Aufgaben:
A - Was steigt laut dem Textauszug über inklusive Schulen bei Kindern ohne Behinderung signifikant?
B - Prüfe anhand des Textauszugs über inklusive Schulen, ob die folgenden Aussagen zutreffen: (i) Kinder ohne Behinderung lernen in inklusiven Schulen weniger. (ii) Kinder mit Behinderung lernen in gemischten Klassen besser. (iii) Kinder halten die Unterscheidung zwischen Kindern mit und ohne Behinderung für wichtig.
C - Schreibe den Textauszug über inklusive Schulen im Anschluss an seinen letzten Satz weiter.

4. Viele Eltern befürchten, dass ihre nichtbehinderten
Kinder in einem inklusiven Schulsystem von den Kindern mit Handicap
ausgebremst werden oder zu kurz kommen.
Diese Bedenken zielen darauf, dass Kinder permanent beste Zensuren
bringen müssen. Die aktuelle Bildungsforschung widerlegt diese
These: Kinder ohne Behinderung lernen in inklusiven Schulen nicht
weniger, stattdessen steigt ihre Sozialkompetenz signifikant.
Kinder mit Behinderung lernen in gemischten Klassen nachweislich
besser, sie schauen sich vieles ab. Schüler ohne Beeinträchtigung
erfahren, dass es nicht immer nur um maximale Leistung und Noten
geht. Diese Erkenntnisse und Teamfähigkeit sind in der Berufswelt
unabdingbar. Außerdem ist die Unterscheidung von Kindern mit und
ohne Behinderung nur für Außenstehende relevant. Kinder verstehen
schon früh, dass diese Kategorisierung irrelevant ist.

Gespeicherte Einträge:
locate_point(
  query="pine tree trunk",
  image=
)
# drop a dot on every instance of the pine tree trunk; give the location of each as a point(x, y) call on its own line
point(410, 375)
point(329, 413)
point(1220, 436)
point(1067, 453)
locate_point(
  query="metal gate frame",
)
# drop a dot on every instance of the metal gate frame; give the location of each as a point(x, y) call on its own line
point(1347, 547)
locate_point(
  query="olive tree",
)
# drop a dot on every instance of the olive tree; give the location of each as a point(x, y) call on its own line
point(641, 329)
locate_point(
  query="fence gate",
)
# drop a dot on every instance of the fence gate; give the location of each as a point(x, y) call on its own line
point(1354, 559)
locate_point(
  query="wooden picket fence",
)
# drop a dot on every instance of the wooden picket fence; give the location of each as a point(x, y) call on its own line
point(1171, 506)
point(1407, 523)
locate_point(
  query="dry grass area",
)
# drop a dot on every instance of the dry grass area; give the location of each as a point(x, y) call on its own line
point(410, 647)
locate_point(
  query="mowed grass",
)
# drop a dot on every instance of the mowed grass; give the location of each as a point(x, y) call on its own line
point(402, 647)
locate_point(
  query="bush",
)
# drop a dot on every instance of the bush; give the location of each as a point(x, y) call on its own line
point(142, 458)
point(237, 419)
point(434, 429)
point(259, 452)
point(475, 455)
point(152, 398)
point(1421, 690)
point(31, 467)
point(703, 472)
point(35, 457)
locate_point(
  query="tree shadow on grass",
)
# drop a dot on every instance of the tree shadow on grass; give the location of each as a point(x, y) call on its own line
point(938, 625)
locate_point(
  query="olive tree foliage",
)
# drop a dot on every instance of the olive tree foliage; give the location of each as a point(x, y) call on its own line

Lösungen:
A - Ihre Sozialkompetenz.

B -
(i) Nein: „Kinder ohne Behinderung lernen in inklusiven Schulen nicht weniger“
(ii) Ja: „Kinder mit Behinderung lernen in gemischten Klassen nachweislich besser“
(iii) Nein: „Kinder verstehen schon früh, dass diese Kategorisierung irrelevant ist.“

C -
5. Inklusion ja, aber bitte nicht zu viel ändern, und es
darf nichts kosten.
Das Recht auf gleichberechtigte Teilhabe ist ein Grundrecht und
darf deshalb keine Haushaltsfrage sein. Natürlich kostet Inklusion
Geld. Diese Investition muss es uns als Gesellschaft wert sein. Und
dieses Geld ist gut angelegt. Wir investieren in die Bildung und
Zukunft unserer Kinder. Die Mittel dafür sind vorhanden, es kommt
auf die Verteilung an. Die Rahmenbedingungen im Bildungssystem
müssen so ausgebaut werden, dass Barrierefreiheit und Teilhabe
gewährleistet sind.
6. Die Schulen haben schon genug zu tun, die Inklusion
würde diese noch zusätzlich belasten.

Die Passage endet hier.